Entries from a pointing dataset
= = = = =
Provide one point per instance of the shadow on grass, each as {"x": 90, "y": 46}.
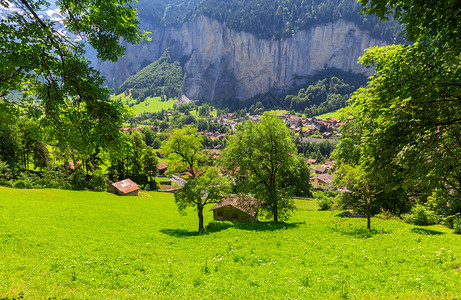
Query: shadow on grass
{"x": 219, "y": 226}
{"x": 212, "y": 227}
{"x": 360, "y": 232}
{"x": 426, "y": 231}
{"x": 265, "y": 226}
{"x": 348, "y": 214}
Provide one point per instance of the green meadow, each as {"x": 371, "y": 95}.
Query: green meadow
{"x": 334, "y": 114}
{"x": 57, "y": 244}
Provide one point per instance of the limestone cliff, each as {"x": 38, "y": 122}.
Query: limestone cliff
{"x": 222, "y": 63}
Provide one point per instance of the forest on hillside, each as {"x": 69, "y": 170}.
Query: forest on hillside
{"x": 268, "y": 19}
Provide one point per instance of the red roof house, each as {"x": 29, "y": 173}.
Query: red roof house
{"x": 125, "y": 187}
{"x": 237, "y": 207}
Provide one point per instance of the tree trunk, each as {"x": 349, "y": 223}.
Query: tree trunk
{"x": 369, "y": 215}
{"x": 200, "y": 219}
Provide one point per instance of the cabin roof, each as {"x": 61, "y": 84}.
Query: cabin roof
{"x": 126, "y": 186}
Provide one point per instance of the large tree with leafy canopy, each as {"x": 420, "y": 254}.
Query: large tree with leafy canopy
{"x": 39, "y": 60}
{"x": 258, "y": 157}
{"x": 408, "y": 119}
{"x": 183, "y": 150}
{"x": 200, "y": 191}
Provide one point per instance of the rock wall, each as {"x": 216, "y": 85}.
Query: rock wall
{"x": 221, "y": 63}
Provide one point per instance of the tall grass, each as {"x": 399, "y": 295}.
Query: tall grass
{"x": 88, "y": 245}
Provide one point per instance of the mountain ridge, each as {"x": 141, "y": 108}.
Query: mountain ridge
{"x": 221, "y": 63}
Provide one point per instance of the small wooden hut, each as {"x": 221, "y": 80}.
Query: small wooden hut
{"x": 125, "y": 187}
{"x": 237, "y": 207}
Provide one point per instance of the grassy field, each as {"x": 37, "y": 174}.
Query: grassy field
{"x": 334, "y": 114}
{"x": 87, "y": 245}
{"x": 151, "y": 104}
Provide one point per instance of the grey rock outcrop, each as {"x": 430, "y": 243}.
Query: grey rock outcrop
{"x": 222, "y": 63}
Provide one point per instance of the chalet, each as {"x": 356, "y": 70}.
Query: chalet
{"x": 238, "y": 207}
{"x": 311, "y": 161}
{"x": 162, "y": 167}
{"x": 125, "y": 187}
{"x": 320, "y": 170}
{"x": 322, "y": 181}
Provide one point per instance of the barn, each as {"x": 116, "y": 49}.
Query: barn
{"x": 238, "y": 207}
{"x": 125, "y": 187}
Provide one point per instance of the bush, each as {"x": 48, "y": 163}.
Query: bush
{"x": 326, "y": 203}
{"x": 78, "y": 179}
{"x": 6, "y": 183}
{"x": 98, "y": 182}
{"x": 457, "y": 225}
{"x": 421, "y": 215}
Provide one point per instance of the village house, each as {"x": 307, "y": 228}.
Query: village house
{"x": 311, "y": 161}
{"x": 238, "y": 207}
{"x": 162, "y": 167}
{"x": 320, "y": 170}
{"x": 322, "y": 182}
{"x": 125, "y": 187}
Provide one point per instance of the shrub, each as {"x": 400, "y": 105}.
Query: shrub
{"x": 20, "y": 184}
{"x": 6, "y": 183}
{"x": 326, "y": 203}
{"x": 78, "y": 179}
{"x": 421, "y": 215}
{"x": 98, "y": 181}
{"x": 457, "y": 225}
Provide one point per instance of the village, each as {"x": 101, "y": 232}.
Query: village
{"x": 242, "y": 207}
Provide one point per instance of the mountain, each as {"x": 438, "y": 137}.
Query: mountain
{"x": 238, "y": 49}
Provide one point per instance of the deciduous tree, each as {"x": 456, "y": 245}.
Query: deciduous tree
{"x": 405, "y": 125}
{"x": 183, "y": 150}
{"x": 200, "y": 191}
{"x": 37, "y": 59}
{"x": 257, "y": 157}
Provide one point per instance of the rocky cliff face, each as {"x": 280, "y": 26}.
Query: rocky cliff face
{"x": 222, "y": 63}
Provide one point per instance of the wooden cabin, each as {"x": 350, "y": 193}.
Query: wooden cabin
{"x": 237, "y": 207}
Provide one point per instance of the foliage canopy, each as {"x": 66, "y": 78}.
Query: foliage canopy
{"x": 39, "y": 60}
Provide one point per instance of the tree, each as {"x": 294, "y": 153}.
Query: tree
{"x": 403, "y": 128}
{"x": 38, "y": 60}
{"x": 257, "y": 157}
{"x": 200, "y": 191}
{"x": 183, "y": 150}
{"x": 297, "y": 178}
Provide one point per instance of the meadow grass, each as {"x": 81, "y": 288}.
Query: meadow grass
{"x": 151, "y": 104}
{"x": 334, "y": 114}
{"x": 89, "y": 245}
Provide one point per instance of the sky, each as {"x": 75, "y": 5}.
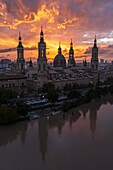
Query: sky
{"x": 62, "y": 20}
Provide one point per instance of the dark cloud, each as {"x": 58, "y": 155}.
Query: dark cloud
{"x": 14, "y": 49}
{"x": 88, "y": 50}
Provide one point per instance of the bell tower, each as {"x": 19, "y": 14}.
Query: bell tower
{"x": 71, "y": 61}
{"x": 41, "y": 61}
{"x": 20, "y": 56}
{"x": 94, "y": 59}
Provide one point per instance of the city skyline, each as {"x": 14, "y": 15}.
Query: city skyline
= = = = =
**PROBLEM DESCRIPTION**. Arrange everything from the line containing "Provide one point per instance of the bell" down to the last line of the entries as a Markdown table with the columns Row and Line, numbering each row and omitting any blank lines.

**EXERCISE ANSWER**.
| Row | Line |
|---|---|
| 1 | Provide one point per instance of the bell tower, each as {"x": 19, "y": 14}. |
| 2 | Query: bell tower |
| 3 | {"x": 71, "y": 61} |
| 4 | {"x": 41, "y": 61} |
| 5 | {"x": 20, "y": 56} |
| 6 | {"x": 94, "y": 59} |
| 7 | Provide one point per instance of the city skyline, each as {"x": 14, "y": 15}. |
| 8 | Query: city skyline |